Print every record exactly, omitting all pictures.

** Opening Recorded data block **

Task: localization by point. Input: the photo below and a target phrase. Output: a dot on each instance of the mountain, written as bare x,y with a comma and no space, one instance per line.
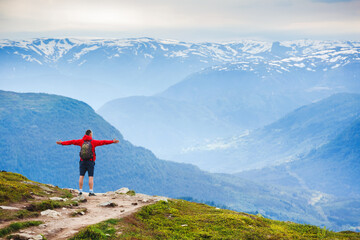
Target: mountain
294,135
143,66
82,217
163,125
330,171
31,123
245,96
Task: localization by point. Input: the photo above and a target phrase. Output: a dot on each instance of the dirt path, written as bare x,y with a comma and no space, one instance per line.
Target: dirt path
65,226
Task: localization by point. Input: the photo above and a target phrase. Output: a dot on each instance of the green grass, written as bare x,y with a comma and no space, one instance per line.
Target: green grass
180,219
16,188
20,214
17,226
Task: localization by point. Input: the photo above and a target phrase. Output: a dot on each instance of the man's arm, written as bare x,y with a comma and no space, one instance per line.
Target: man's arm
71,142
103,142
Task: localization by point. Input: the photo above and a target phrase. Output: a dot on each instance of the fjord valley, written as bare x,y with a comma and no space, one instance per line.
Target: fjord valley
256,127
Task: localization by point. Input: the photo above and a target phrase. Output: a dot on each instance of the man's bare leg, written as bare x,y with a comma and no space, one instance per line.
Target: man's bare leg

** Closing Recorded data block **

**Solution for this problem**
Task: localization by point. Input: the photo below and a target phrase. Output: a dot on each instance of the mountain, written as bare x,y with a comma and no space, one instance per line.
Target: mountain
294,135
143,66
82,217
163,125
330,171
31,123
245,96
Task: localization by point. Input: the photo above and a target phrase. Output: a dot on each instance of the dirt path, written as bare x,y with a comma and no space, one instance per line.
Target: dirt path
65,226
Task: localization by point. Input: the photo above and a target phrase. Output: a dot on each instance of the green grass, written as bare x,y with a comma and no space, one instance per line.
Target: green grass
180,219
16,188
20,214
17,226
Task: localization by point. Input: the photo above and a target phrase. Output: a dot on each instance of the man's arm, written as bare x,y with a comma and no space, one instance per line.
Target: man's arm
71,142
103,142
Task: localization by point. Input: the photo above and a target phrase. Output: a dot on each instance of the fjord valley, written as bare x,y with a comma and no space, one instance per line.
Target: fjord valley
256,127
Task: localization by point. Input: the photo above and a target phrase. Output: a dot on each instance of the man's bare leg, written as bare x,y with a comma and no space, one instance per line.
Target: man's bare leg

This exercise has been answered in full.